Skip to content

Leader Election

TinySystems modules support horizontal scaling through Kubernetes-based leader election. Understanding leader election is essential for building scalable components.

Why Leader Election?

When running multiple replicas of a module:

┌─────────────────────────────────────────────────────────────────────────────┐
│                    PROBLEM: MULTIPLE REPLICAS                                │
└─────────────────────────────────────────────────────────────────────────────┘

Without leader election:

   Pod A                    Pod B                    Pod C
     │                        │                        │
     │ Update TinyNode ───────│────────────────────────│
     │                        │ Update TinyNode ───────│
     │                        │                        │ Update TinyNode
     │                        │                        │
     ▼                        ▼                        ▼
┌─────────────────────────────────────────────────────────────────────────────┐
│                          CONFLICT!                                           │
│   All pods try to update the same CRs                                       │
│   Race conditions, lost updates, inconsistent state                         │
└─────────────────────────────────────────────────────────────────────────────┘

With leader election:

   Pod A (LEADER)           Pod B (READER)           Pod C (READER)

○ ○ ○ ○ ○ ○ ○

• [The tasks]
(1) In the leader election text, what mechanism do TinySystems modules rely on for horizontal scaling?
(2) List every problem the leader election text names as a result of all pods trying to update the same CRs without leader election.

• [Data shown]
○ ○ ○ ○ ○ ○ ○

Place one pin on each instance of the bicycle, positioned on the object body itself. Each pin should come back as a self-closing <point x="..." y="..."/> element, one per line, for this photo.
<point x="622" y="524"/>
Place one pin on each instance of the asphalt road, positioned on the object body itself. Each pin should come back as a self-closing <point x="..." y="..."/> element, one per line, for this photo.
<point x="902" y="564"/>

○ ○ ○ ○ ○ ○ ○

• [Correct answers]
(1) Kubernetes-based leader election.

(2) Race conditions, lost updates, inconsistent state.